• **TRECHO APRESENTADO**
-=-=-=-=-
Com currículo falso, uma mulher branca se tornou professora universitária e transitou por instituições públicas e privadas sem levantar nenhuma desconfiança sobre sua capacidade profissional – algo que não teria acontecido se a mulher se tratasse de uma pessoa negra. O caso ganhou destaque na imprensa baiana, que o classificou como um escândalo policial por tratar-se de mais uma das nuances do privilégio branco.
Para o Portal Alma Preta, a professora e pesquisadora em relações raciais, Lia Vainer Schucman, aponta como a associação entre superioridade moral, intelectual e o “ser branco” podem ter beneficiado a atuação de Cátia Raulino, que deve ser indiciada por ao menos cinco crimes.
A Polícia Civil encaminhou na última semana o inquérito de Cátia Regina Raulino para o Ministério Público do Estado da Bahia (MP-BA), que poderá indiciá-la por ao menos cinco crimes. A mulher investigada poderá responder por estelionato, uso de documento falso, exercício ilegal da profissão, falsidade ideológica e plágio.
-=-=-=-=-
• **INFORMAÇÕES FORNECIDAS**
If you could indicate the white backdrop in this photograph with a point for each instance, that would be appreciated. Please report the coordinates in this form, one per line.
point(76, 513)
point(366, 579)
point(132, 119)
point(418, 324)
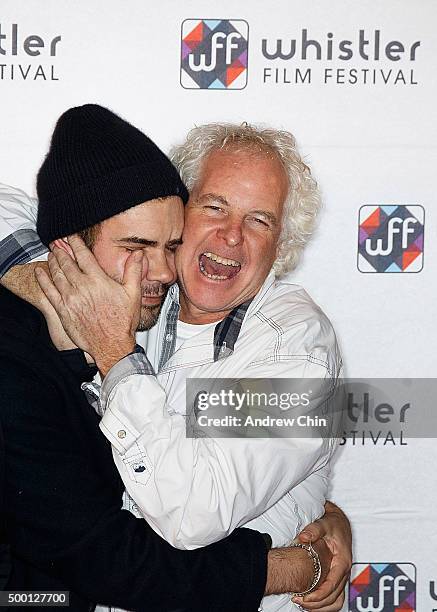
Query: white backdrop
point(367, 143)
-=-=-=-=-
• **TAREFA A REALIZAR**
Reproduza o trecho do texto sobre o currículo falso que vai de "A Polícia Civil" até "ideológica e plágio.", substituindo "Polícia Civil" por "Polícia Federal".

• **SOLUÇÃO DO PROBLEMA**
A Polícia Federal encaminhou na última semana o inquérito de Cátia Regina Raulino para o Ministério Público do Estado da Bahia (MP-BA), que poderá indiciá-la por ao menos cinco crimes. A mulher investigada poderá responder por estelionato, uso de documento falso, exercício ilegal da profissão, falsidade ideológica e plágio.